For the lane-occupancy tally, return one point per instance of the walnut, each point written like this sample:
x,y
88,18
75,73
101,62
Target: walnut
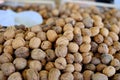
x,y
8,49
100,67
46,45
60,63
30,74
86,58
69,58
99,38
1,49
86,39
43,75
90,67
77,30
22,52
69,68
67,76
15,76
85,47
18,42
109,71
99,76
73,47
49,66
57,29
9,34
38,54
106,58
30,35
7,68
42,36
94,31
50,54
78,39
103,48
8,42
35,65
54,74
78,57
116,45
77,67
80,25
61,51
87,74
77,76
88,22
36,29
2,76
20,63
60,22
86,32
51,35
104,31
114,36
5,57
62,41
68,27
34,42
108,40
69,35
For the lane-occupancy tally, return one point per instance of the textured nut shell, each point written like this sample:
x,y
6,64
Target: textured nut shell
x,y
54,74
15,76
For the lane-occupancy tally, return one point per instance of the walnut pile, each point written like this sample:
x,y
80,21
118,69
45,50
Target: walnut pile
x,y
73,43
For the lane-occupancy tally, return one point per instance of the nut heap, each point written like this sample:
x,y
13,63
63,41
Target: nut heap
x,y
73,43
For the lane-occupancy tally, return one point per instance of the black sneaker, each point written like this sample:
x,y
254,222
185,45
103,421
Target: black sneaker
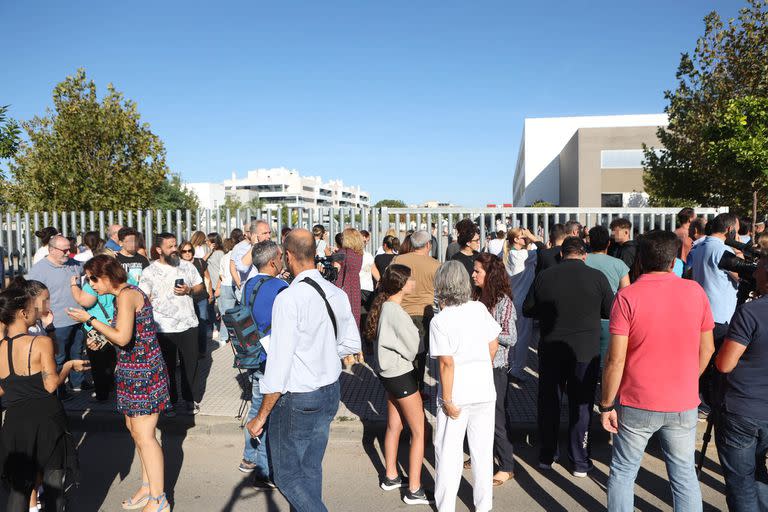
x,y
418,497
390,484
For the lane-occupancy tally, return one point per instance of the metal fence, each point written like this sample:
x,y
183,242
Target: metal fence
x,y
18,242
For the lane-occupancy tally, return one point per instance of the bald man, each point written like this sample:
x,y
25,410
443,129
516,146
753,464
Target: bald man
x,y
312,328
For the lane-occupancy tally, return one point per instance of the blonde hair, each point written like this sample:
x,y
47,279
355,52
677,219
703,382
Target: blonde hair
x,y
353,240
511,235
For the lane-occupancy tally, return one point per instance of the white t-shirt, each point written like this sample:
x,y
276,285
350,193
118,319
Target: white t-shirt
x,y
225,274
366,278
521,267
173,313
464,332
41,253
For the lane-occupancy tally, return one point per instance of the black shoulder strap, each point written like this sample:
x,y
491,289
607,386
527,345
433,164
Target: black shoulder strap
x,y
317,287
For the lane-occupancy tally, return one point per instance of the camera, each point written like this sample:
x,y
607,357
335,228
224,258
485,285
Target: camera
x,y
329,272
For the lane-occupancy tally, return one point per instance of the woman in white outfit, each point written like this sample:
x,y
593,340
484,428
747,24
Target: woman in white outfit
x,y
520,261
464,340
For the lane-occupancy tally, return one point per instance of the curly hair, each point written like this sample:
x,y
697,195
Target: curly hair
x,y
392,281
496,284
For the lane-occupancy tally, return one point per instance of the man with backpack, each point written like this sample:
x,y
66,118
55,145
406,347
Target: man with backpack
x,y
259,295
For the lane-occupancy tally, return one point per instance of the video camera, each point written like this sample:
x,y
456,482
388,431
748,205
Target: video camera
x,y
330,272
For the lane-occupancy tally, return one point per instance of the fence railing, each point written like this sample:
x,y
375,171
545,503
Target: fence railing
x,y
18,242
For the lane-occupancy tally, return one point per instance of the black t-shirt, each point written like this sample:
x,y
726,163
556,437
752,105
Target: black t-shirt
x,y
467,261
133,265
546,258
747,390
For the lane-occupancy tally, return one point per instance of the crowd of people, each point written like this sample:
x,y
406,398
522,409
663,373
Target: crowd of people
x,y
664,324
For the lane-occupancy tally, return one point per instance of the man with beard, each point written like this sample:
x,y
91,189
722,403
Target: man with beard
x,y
720,285
170,282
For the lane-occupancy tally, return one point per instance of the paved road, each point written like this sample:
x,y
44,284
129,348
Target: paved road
x,y
201,471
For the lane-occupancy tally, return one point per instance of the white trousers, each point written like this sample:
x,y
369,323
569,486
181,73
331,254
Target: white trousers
x,y
477,422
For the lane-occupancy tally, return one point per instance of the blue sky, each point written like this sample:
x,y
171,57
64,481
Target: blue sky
x,y
411,100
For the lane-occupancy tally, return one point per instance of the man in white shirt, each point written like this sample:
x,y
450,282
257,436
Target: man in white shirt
x,y
174,313
312,329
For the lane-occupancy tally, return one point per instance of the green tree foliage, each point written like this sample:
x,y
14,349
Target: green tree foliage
x,y
171,195
88,154
714,146
390,203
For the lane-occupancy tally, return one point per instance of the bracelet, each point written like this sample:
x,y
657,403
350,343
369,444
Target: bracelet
x,y
606,409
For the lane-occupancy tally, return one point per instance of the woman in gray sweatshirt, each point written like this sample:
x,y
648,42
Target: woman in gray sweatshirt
x,y
398,344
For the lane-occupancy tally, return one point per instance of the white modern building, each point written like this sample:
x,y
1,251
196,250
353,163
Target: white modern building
x,y
589,161
281,186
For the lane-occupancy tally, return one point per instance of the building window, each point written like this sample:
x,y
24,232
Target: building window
x,y
623,158
612,200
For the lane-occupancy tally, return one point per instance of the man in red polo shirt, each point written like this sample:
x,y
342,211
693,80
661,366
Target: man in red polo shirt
x,y
661,342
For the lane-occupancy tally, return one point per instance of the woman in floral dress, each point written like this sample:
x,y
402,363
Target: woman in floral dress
x,y
141,377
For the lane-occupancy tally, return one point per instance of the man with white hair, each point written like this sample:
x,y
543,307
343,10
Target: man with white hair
x,y
55,271
240,263
419,304
113,241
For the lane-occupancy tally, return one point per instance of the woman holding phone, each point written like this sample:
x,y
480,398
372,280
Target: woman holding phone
x,y
141,378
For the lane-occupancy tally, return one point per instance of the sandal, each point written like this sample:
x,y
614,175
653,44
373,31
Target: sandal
x,y
129,504
162,502
497,482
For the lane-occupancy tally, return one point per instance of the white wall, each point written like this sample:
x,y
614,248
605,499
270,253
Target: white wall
x,y
545,138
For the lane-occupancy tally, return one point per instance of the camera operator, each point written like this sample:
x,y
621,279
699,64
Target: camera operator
x,y
312,327
719,283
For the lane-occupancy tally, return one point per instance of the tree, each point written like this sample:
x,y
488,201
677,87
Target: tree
x,y
171,195
390,203
87,153
714,146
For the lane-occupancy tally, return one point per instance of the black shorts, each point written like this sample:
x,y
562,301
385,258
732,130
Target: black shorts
x,y
401,386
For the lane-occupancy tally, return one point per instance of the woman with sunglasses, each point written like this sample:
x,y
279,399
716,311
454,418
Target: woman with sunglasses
x,y
203,300
141,377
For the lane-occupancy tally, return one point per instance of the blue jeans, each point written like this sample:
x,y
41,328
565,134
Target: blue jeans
x,y
677,432
69,345
226,302
742,444
256,452
298,435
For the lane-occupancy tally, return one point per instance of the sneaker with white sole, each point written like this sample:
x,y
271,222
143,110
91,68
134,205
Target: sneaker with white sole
x,y
418,497
390,484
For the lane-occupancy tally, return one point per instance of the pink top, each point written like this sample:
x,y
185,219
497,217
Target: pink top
x,y
663,316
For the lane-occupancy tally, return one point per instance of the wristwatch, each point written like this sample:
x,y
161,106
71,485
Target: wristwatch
x,y
605,409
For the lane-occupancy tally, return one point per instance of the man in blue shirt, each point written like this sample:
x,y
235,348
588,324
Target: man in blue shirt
x,y
267,260
742,429
705,263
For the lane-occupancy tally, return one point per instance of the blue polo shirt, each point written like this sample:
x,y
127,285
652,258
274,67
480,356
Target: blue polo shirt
x,y
261,309
747,391
718,285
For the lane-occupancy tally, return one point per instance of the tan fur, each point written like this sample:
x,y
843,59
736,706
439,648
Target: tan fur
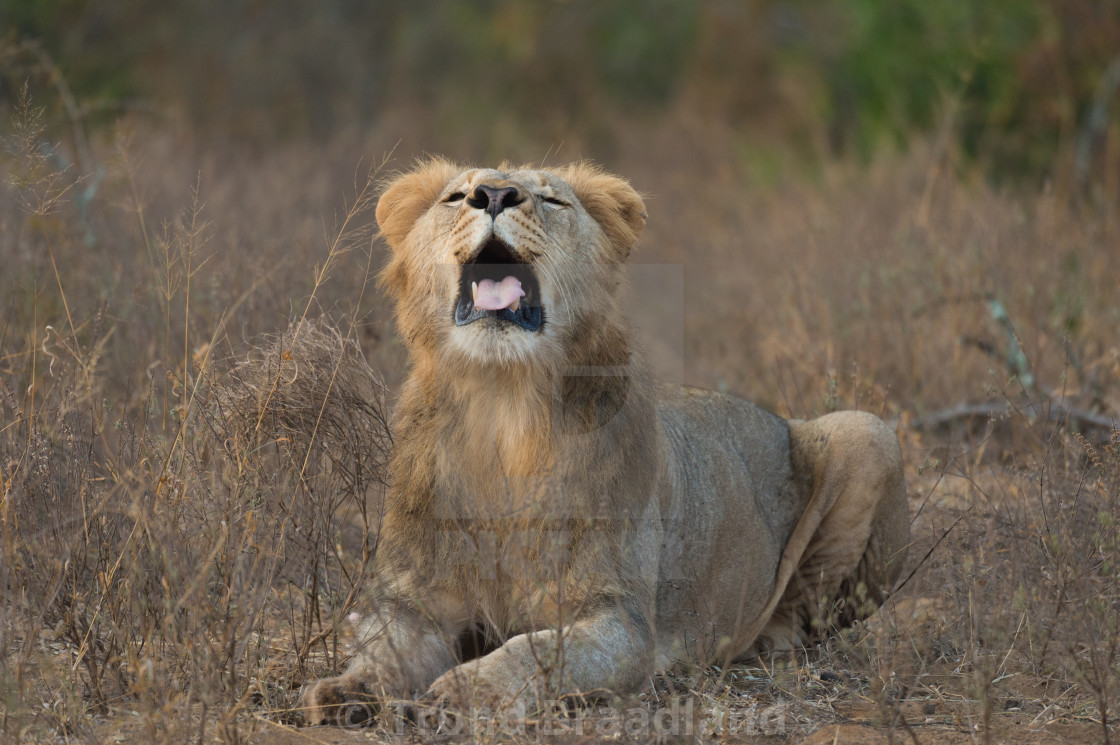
x,y
588,524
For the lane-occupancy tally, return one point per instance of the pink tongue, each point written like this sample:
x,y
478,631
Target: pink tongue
x,y
495,296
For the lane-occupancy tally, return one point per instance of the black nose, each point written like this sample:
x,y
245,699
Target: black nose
x,y
494,199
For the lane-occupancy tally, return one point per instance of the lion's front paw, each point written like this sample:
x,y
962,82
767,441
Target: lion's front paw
x,y
473,687
344,701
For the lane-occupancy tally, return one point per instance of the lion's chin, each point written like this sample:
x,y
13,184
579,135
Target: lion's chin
x,y
493,342
529,318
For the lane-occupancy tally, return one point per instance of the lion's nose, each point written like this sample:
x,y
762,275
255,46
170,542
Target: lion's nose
x,y
494,199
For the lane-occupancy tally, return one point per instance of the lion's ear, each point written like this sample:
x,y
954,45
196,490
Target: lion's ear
x,y
610,201
408,197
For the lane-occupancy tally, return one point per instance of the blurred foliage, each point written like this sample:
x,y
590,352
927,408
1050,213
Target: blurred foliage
x,y
1013,81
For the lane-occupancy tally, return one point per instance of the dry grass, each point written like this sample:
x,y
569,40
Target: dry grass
x,y
188,509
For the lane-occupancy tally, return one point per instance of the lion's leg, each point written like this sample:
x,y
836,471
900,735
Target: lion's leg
x,y
612,649
858,548
400,652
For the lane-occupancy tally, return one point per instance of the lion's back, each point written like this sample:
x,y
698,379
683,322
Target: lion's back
x,y
728,506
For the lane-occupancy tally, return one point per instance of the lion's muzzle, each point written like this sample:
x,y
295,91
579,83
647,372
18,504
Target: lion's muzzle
x,y
496,283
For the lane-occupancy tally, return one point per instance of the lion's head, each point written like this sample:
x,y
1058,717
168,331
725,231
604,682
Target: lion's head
x,y
505,266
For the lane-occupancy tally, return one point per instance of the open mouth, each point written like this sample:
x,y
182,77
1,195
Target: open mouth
x,y
498,285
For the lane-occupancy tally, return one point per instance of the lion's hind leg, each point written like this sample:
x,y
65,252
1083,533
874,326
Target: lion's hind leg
x,y
857,548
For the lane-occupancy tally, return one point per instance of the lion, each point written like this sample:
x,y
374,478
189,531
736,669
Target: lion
x,y
560,524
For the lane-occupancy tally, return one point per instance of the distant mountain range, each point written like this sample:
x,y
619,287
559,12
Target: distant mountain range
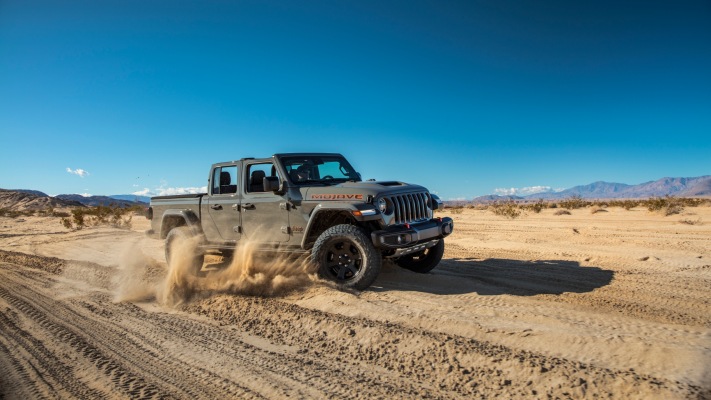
x,y
24,199
680,187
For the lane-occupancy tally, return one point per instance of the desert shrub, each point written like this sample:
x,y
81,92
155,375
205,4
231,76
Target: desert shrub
x,y
573,202
78,217
657,203
691,221
508,209
5,212
100,215
51,212
537,207
673,209
668,205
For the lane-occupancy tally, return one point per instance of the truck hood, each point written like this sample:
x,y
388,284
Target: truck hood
x,y
357,191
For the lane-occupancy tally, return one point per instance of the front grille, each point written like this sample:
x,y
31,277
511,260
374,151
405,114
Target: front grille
x,y
410,208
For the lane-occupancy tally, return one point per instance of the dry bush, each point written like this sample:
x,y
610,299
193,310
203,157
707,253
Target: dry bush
x,y
537,207
4,212
573,202
508,209
691,221
101,215
668,205
626,204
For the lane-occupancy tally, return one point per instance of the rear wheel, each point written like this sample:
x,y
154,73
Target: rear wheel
x,y
424,261
345,255
180,236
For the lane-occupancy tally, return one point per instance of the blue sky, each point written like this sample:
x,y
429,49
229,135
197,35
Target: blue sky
x,y
465,97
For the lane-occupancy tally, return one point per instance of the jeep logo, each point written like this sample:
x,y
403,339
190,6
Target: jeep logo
x,y
337,196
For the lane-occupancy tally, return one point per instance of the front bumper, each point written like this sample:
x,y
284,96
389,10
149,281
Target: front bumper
x,y
404,236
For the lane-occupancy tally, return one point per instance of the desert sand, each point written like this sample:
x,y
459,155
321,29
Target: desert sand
x,y
615,304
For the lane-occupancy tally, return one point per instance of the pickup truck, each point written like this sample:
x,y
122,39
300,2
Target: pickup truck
x,y
308,203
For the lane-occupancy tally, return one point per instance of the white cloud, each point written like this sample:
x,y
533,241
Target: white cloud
x,y
524,191
79,172
168,191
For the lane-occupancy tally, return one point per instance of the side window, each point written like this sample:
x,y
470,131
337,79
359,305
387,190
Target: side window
x,y
255,176
224,180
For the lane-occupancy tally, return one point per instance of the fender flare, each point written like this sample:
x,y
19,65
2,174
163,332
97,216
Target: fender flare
x,y
186,218
327,207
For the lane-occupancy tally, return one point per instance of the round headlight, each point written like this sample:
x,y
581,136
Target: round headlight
x,y
383,206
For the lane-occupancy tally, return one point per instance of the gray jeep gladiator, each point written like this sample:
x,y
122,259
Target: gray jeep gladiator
x,y
308,203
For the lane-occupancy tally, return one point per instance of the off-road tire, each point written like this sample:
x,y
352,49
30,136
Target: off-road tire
x,y
345,255
182,233
424,261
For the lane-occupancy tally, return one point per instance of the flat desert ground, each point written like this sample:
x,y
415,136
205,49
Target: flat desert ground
x,y
614,304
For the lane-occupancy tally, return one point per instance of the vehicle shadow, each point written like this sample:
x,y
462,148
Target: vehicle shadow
x,y
495,276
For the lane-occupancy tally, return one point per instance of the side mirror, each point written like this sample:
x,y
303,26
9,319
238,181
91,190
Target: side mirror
x,y
271,184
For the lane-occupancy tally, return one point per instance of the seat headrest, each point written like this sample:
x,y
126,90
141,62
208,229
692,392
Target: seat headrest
x,y
225,178
258,177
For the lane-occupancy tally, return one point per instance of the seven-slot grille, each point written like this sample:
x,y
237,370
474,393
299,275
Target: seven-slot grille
x,y
410,207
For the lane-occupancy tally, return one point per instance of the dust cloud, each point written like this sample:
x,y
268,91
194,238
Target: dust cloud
x,y
249,272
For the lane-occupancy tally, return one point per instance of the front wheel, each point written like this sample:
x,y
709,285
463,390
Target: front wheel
x,y
424,261
182,236
345,255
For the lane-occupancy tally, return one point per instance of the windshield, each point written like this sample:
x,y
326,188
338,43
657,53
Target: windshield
x,y
319,169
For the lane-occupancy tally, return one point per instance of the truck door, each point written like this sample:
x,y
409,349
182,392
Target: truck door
x,y
265,215
223,205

_Directions for this task:_
Repeat only the stretch of lines that opens with the line containing "of the vehicle" and closes with the final line of the entries, both included, exactly as written.

_Full solution:_
For the lane-occupancy tally, return one point per instance of the vehicle shadow, each point written like this sample:
x,y
462,148
Target: vehicle shadow
x,y
495,276
For the lane-occupancy tally, return one point per instance of the side mirror, each point written like this sample:
x,y
303,26
9,319
238,181
91,190
Target: side mirror
x,y
271,184
For the lane-occupancy tally, return one point per instance of the seat headrest, each point written like this sample:
x,y
126,90
141,62
208,229
692,392
Target: seat headrest
x,y
225,178
258,177
For the lane-occupancy tally, return one point per instance of the seven-slot grille, each point written like this sample:
x,y
237,370
474,393
299,275
Target: seven-slot grille
x,y
410,207
For the lane-occupancy tally, return one point per instance of the dust cloud, each point written like this sample:
x,y
268,91
194,238
Target: dust cloud
x,y
249,272
For the lane-occupancy tally, return one point per instance of the front wheel, each point written like this sample:
x,y
709,285
463,390
Target: front wheel
x,y
424,261
182,236
345,255
For the lane-occupancy tally, return one point per instance of the windshield, each point written like this sample:
x,y
326,188
338,43
657,53
Target: windshield
x,y
319,169
For the lane-occupancy tally, return one point per instance of the truck door, each point written like this sample:
x,y
409,349
182,392
Target: truck door
x,y
265,215
223,205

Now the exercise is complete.